--- Start ---

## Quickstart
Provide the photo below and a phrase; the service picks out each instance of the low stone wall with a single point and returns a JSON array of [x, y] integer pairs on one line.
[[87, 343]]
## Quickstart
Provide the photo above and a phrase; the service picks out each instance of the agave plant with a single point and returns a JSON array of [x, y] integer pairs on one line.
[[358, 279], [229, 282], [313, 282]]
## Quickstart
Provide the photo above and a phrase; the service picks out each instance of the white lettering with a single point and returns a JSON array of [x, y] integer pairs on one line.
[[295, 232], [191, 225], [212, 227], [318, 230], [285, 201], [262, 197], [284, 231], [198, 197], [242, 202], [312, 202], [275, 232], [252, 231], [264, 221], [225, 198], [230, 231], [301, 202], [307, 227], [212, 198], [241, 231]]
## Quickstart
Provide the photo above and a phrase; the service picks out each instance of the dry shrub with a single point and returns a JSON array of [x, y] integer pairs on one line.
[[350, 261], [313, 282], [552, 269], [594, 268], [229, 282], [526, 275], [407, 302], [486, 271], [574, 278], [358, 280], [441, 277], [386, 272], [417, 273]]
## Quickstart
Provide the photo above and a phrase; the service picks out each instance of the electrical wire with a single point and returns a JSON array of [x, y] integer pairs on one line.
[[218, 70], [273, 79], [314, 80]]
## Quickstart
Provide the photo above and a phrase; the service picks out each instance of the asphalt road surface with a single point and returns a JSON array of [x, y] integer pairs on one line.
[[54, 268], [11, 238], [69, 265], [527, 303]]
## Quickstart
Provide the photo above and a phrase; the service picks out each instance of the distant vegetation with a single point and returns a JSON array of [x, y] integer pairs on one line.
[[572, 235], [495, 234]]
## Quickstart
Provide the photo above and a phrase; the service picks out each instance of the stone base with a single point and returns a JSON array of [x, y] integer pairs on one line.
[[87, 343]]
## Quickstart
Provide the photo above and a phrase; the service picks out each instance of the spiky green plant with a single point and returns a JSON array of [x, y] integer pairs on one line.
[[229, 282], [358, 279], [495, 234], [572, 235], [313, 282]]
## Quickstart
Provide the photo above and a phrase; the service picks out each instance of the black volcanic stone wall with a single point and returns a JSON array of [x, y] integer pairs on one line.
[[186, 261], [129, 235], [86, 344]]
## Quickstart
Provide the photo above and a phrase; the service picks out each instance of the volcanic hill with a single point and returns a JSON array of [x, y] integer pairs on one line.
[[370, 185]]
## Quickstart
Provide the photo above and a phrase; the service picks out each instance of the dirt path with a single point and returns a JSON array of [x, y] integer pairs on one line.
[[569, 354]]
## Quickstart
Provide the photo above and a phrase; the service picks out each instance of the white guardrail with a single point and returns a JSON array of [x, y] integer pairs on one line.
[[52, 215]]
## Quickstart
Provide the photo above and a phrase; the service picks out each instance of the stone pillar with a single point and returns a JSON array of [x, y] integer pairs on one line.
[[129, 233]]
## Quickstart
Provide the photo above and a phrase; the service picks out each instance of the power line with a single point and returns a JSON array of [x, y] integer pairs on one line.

--- End ---

▸ **Set problem**:
Update all of the material above so that "Quickstart" becomes "Getting Started" everywhere, keeping everything else the same.

▸ **Full output**:
## Getting Started
Provide the photo below and a phrase; the service picks out each instance of the low stone wall with a single point and returns a JSON array of [x, y] integer pairs on one line.
[[87, 343]]
## Getting Started
Provide the photo above and a phrase; the service picks out each instance of the agave plant with a single point and returns a JSON array of [x, y] integer pairs on one line.
[[358, 279], [229, 282], [313, 282]]
## Getting Started
Provide the photo above and a phrase; the service picks out each instance of the white lettering with a single point and returns a JSON array of [x, y] integer pairs on one line.
[[295, 232], [191, 225], [212, 227], [318, 230], [285, 201], [262, 197], [284, 231], [198, 197], [242, 202], [312, 202], [275, 232], [252, 231], [264, 221], [225, 198], [230, 231], [301, 202], [307, 227], [212, 198], [241, 231]]
## Getting Started
Provide the photo above and a phrase; the service picks out each instance of the dry shrub with a single point and returns a JSON array of [x, y] integer pairs on one line.
[[350, 261], [313, 282], [552, 269], [594, 268], [229, 282], [526, 275], [407, 302], [486, 271], [574, 278], [358, 280], [441, 277], [386, 272], [417, 273]]
## Getting Started
Provide the photo above and a phrase; the service picks out each instance of the electrical wire with a single point and returns a JSON array of [x, y] integer pairs on one line.
[[218, 70], [273, 79], [314, 80]]
## Getting Started
Provide the photo above and a phrase; the service picks out each instance of the asphalt road surface with a single point and returns a JSON array of [x, y] integer pairs on one line.
[[54, 268], [11, 238], [69, 265], [527, 303]]
## Getting Started
Provide the photo above and a phrase; the service picks out each instance of the distant vegetation with a single point and returns a JSON array of [x, y] integer pairs on one line.
[[572, 235], [495, 234]]
## Getting Started
Provide the photo above and a phrase; the service picks out each instance of the stone base with a single point and returns a JSON array of [x, y] integer pairs on one line.
[[87, 343]]
## Getting Started
Provide the photo above and a phrase; the service picks out each instance of the spiky green plant with a single point and returns a JSON array of [x, y] integer pairs on one line.
[[229, 282], [358, 279], [495, 234], [572, 235], [313, 282]]
## Getting Started
Provide the photo above and a phrase; the service picks out each instance of the black volcanic stone wall with a single point and returns a JSON array of [x, y] integer pairs on one line.
[[186, 261], [129, 235], [86, 344]]
## Getting Started
Provide the photo above and a phrase; the service picks out each instance of the volcanic hill with a single point and returns a JSON array of [x, y] integer pairs on one line.
[[370, 185]]
## Getting Started
Provide the photo above and a phrase; the service picks out each instance of the dirt path with a single point and returns a JSON array of [x, y] integer pairs on one line.
[[569, 354]]
## Getting Started
Provide the photo above and a phrase; the service picks out each instance of the white guardrail with a single point and returns a JSON array of [x, y] integer pairs on one line.
[[52, 215]]
## Getting Started
Provide the photo above and a phrase; the service picks out each instance of the stone pillar with a single point and returns a JSON array of [x, y] integer pairs on one line.
[[129, 233]]
## Getting Started
Provide the photo above and a phrase; the service picks out each instance of the power line with a single point and returns a JSON array of [x, y] integer pairs on one line.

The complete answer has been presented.